→ **Exercise aim**
Repeat the section of the rows that begins with the line containing "Task: locate the window" and ends with the line containing "[(290, 156), (350, 155)]", including both of those lines, character for character and nothing else.

# # # # # # #

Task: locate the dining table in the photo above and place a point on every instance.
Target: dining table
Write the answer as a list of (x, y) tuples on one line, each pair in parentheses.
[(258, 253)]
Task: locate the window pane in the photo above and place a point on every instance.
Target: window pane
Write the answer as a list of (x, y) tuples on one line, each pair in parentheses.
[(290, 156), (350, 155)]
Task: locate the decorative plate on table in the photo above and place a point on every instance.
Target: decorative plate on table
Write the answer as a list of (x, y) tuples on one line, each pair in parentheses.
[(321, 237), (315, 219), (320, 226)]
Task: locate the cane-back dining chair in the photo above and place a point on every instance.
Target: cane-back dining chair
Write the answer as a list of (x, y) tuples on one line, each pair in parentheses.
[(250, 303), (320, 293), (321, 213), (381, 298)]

# # # # # # #

→ **Output of the exercise**
Task: locate the window pane in the photo above and place a point on every instance.
Target: window pane
Write the answer as a list of (x, y) tuples on one line, each pair in parentheses.
[(290, 156), (350, 155)]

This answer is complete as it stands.